» **Requirement**
Lay out everything from the line containing "written as (162,934)." down to the end of the rows as a two-column CSV with the headers text and answer. Give one line per row, with its text and its answer each in a single quoted field and line breaks turned into spaces.

((

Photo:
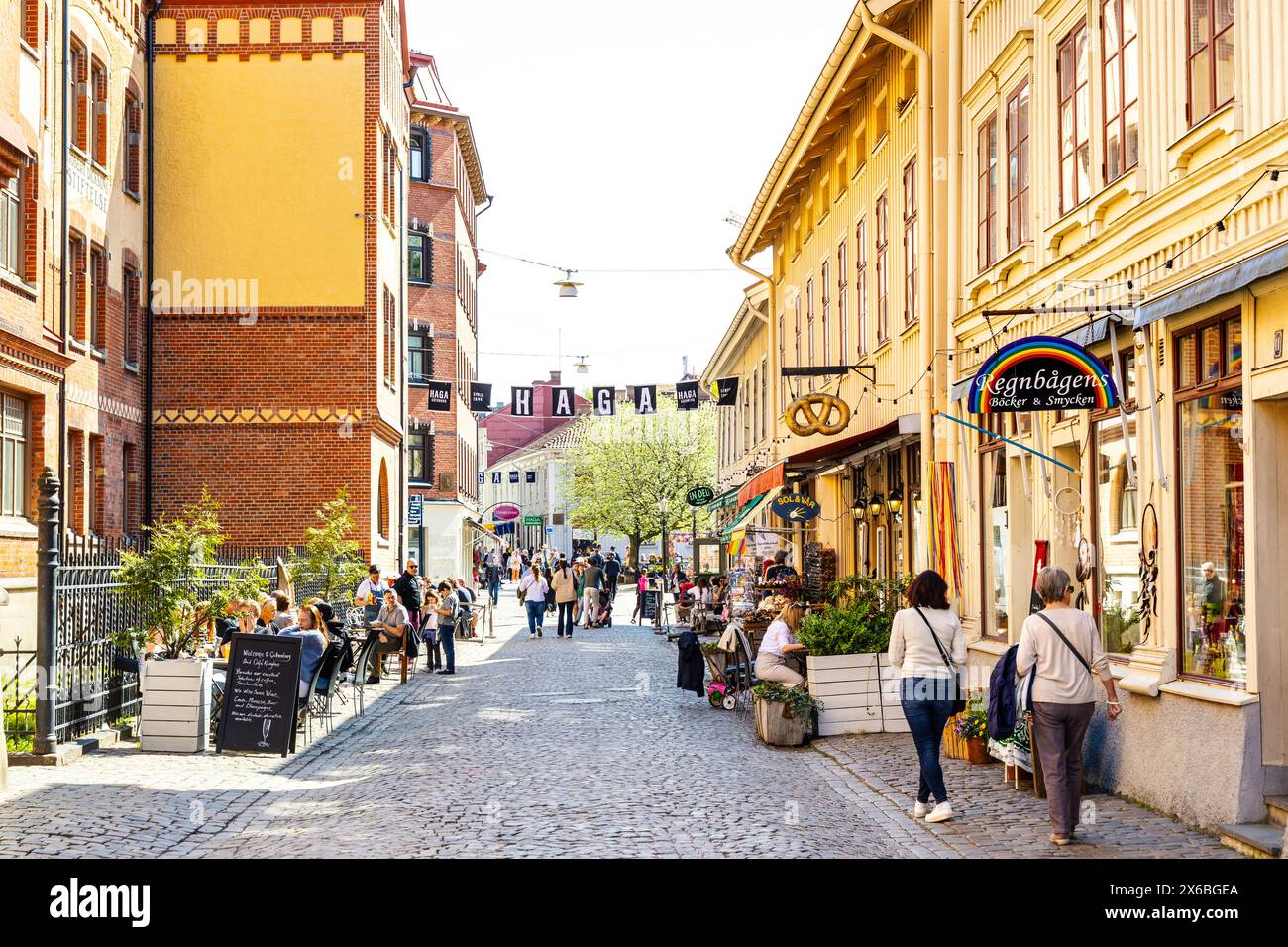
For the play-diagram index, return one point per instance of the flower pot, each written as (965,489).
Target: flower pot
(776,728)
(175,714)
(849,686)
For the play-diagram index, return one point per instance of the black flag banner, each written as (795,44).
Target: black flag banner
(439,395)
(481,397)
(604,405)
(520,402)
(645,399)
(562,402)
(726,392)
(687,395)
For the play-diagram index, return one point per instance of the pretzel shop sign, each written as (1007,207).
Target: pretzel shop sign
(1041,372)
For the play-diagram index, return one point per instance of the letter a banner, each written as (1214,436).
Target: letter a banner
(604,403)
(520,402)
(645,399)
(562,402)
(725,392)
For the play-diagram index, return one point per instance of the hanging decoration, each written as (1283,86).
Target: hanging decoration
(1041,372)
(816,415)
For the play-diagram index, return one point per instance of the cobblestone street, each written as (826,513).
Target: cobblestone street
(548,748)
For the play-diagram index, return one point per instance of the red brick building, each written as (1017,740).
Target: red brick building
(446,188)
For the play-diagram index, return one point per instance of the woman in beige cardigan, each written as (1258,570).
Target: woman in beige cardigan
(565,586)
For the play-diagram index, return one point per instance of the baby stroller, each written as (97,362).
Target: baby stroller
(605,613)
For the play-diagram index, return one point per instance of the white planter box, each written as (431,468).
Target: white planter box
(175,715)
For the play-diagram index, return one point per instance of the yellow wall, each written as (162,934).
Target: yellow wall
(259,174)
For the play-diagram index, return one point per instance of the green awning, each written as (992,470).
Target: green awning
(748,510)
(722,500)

))

» **Exercise solution**
text,answer
"For the play-diagram index, return one point per instance of the yellow wall, each written as (162,934). Target: yellow wall","(259,174)"
"For the play-diagram index, return one point per instance of the green awning, each written as (992,470). Target: green awning","(748,510) (722,500)"